Monday, December 24, 2012

Goodbye Mom

My Mom passed away on Saturday, October 20, 2012, and since then, this blog has been on hiatus.  I knew my next post had to be about my Mom, and I just couldn't wrap my head around putting all my emotions down on paper.  What do I want you to know about my Mom?  She is without a doubt the kindest, most selfless and sincere person that I have ever met.  She loved her family more than anything.  She had 8 kids and taught each of us the value of hard work and discipline and to believe in ourselves.  She shaped all of us kids into adults, and she did a fine job.

I miss her so much. Some days are better than others, and some are unbearable. Eric's doing so much fun stuff and learning so many new things each day, and I want to tell her about every bit. He'll do something silly, and I'll think..."Oh man, I have to call Mom!"  For weeks, I would actually pickup the phone before I realized that I couldn't call her.  Now, I've gotten to the point that I tell her, just not via land line! This holiday season and Christmas has been bitter sweet.  It was so hard to send Christmas cards without sending one to her, too.

» **Source excerpt**:

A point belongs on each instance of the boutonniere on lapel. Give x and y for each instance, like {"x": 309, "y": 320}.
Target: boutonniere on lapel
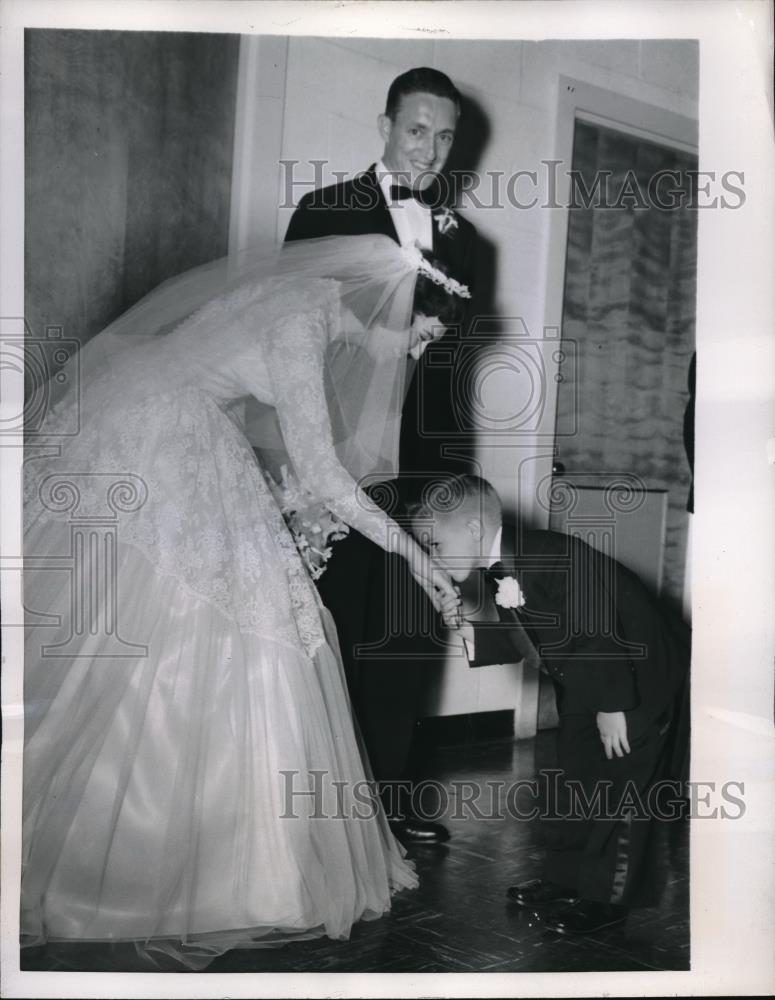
{"x": 509, "y": 593}
{"x": 446, "y": 221}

» **Requirements**:
Reproduce the stretch of the blog post from "Goodbye Mom" through "a fine job.", swapping "hiatus" for "break".

» **Response to this exercise**:
Goodbye Mom

My Mom passed away on Saturday, October 20, 2012, and since then, this blog has been on break.  I knew my next post had to be about my Mom, and I just couldn't wrap my head around putting all my emotions down on paper.  What do I want you to know about my Mom?  She is without a doubt the kindest, most selfless and sincere person that I have ever met.  She loved her family more than anything.  She had 8 kids and taught each of us the value of hard work and discipline and to believe in ourselves.  She shaped all of us kids into adults, and she did a fine job.